▶ [Task details]: Pick out each line of the material below that contains the word "Answer". Case counts.

▶ [Exercise data]:
----

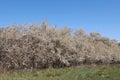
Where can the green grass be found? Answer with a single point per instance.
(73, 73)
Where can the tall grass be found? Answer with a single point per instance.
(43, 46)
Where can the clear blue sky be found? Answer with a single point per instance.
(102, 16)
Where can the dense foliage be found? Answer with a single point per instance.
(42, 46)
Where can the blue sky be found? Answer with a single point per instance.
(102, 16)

----

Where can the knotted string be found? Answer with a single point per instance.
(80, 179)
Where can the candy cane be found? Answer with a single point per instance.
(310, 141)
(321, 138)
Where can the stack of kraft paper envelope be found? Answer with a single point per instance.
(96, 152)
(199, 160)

----

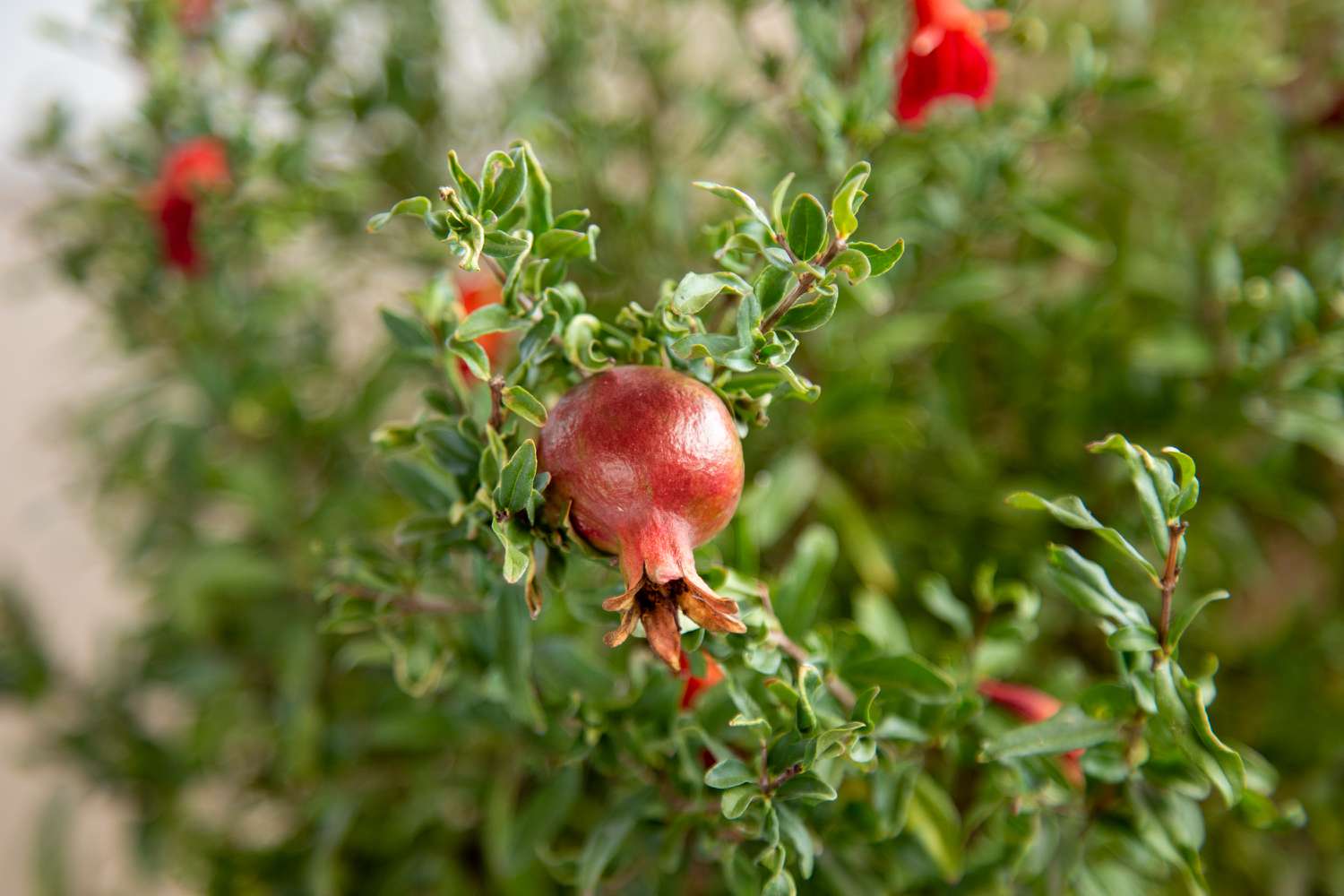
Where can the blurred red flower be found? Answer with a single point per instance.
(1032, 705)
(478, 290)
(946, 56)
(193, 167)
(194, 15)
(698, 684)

----

▶ [Written solution]:
Where can the green grass be found? Answer with a single point per instance.
Where can the tall grass be found? Answer with a single point per instance.
Where can the clear blue sky be found? Answer with a single point per instance.
Where can the dense foliage be found? Answer with a single point per instance.
Where can the blue sky be found? Answer with a single point per instance.
Where can the knotted string be found? Answer with a single point per instance.
Where can the candy cane be found? Answer with a single point per instance.
Where can the stack of kraft paper envelope be found? Answer with a single point per instance.
Where can the blurred red flower be found? Answer with a single point per instance.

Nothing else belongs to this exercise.